(Records drawn from a dataset)
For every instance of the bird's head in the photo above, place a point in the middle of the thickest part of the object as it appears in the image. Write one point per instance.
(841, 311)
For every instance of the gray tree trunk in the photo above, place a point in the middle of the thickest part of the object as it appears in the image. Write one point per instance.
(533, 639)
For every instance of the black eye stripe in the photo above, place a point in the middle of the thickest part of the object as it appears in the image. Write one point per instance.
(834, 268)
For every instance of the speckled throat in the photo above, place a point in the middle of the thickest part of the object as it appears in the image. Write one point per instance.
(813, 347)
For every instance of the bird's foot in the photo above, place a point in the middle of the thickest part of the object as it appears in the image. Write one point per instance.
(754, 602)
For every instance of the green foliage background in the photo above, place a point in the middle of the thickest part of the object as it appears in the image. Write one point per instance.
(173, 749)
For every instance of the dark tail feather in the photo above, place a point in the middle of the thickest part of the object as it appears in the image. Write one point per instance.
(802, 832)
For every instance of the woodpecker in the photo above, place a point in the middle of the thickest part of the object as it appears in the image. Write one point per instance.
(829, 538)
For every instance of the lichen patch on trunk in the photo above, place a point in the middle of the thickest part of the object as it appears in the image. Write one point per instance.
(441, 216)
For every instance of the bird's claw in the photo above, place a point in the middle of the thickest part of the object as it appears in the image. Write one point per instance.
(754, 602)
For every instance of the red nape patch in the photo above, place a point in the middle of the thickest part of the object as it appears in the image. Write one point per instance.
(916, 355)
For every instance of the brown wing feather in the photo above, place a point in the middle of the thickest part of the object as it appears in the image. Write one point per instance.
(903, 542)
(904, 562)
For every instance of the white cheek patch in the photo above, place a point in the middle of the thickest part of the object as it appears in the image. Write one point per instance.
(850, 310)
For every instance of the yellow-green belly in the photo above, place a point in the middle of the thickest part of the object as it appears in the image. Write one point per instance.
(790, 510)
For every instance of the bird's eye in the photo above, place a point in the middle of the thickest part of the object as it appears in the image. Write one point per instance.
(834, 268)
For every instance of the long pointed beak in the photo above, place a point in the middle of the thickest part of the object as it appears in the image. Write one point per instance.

PROBLEM STATEMENT:
Only the stretch of lines that begins with the one holding "For every instance of the brown" and ends with the last line above belongs in the answer; please write it out exactly.

ANSWER SECTION:
For every instance of the brown wing feather in the photo above, place a point in the middle of the thickest part of the object as it appears in the image. Write one point per instance.
(903, 542)
(904, 562)
For every instance of the white cheek patch in the photo above, place a point in the middle of the thickest part of the object as it appears in the image. Write one point per instance.
(850, 310)
For every instance of the yellow-green belly in the photo above, place a point in the middle of the thickest part of the object as it appears in the image. Write one point per instance.
(790, 510)
For every instance of the bird's eye in the photo above, place a point in the middle of the thickest part of the object as it appears in the image. Write one point per instance.
(834, 268)
For every instance of the long pointed beak in the photo above, place a point in the middle of the thickest part of the object as it appears in the image. Write one point per instance.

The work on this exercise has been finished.